START Exercise text

Adverse consequences of early imaging are more substantial among older people because the prevalence of incidental findings on spine imaging increases with age, which may lead to a cascade of subsequent interventions that increase costs without benefits, according to background information in the article.

Additionally, the fact that this service is usuaiiy covered by Medicare, possibly makes the decision for early imaging easier for the physician.

Jeffrey G. Jarvik, M.D., M.P.H., of the University of Washington, Seattle, and colleagues compared function and pain at the 12-month follow-up visit among older adults who received early imaging (within 6 weeks) with those who did not.

The study included 5,239 senior patients (65 years or older) with a new primary care visit for back pain in three U.S. health care systems, who did not have radiculopathy (a condition affecting the spinal nerve roots and spinal nerves).

Diagnostic imaging – plain films, computed tomography (CT), magnetic resonance imaging (MRI) - was of the lumbar or thoracic spine.

Among the patients studied, 1,174 had early radiographs and 349 had early MRI/CT. At 12 months, neither the early radiograph group nor the early MRI/CT group differed significantly from controls on measures of back or leg pain–related disability.

END Exercise text
START Records

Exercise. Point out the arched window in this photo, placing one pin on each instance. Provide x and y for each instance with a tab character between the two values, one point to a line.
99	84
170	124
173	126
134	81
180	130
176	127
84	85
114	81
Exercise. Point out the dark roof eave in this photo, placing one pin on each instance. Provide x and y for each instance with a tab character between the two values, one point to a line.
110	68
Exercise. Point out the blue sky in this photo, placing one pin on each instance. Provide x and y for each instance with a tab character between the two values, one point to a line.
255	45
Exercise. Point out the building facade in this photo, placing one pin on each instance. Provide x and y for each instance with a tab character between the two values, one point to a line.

END Records
START Records

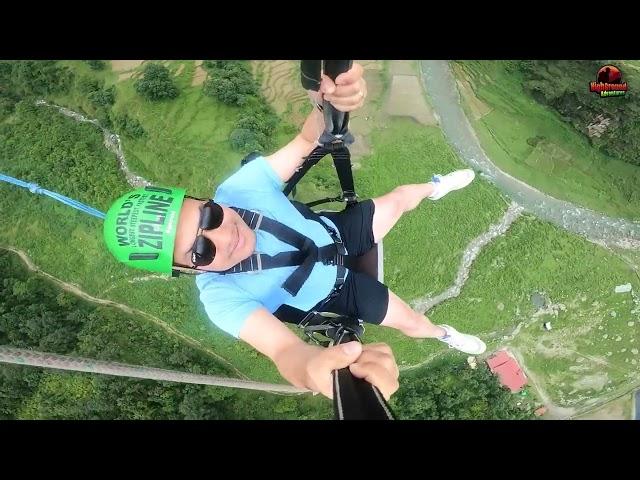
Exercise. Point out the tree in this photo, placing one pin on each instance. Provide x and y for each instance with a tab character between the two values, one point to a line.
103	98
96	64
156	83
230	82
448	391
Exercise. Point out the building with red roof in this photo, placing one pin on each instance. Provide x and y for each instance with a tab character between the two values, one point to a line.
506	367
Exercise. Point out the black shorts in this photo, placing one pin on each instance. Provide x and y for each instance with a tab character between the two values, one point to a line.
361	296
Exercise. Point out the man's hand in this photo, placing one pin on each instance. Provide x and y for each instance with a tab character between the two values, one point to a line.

END Records

[Task set]
**A)** Write out the passage from the spine imaging text, from "Among the patients" up to and including "leg pain–related disability.".
**B)** List every kind of diagnostic imaging named in the sentence of the spine imaging text that begins "Diagnostic imaging".

[Answers to the exercises]
**A)**
Among the patients studied, 1,174 had early radiographs and 349 had early MRI/CT. At 12 months, neither the early radiograph group nor the early MRI/CT group differed significantly from controls on measures of back or leg pain–related disability.

**B)**
- plain films
- computed tomography (CT)
- magnetic resonance imaging (MRI)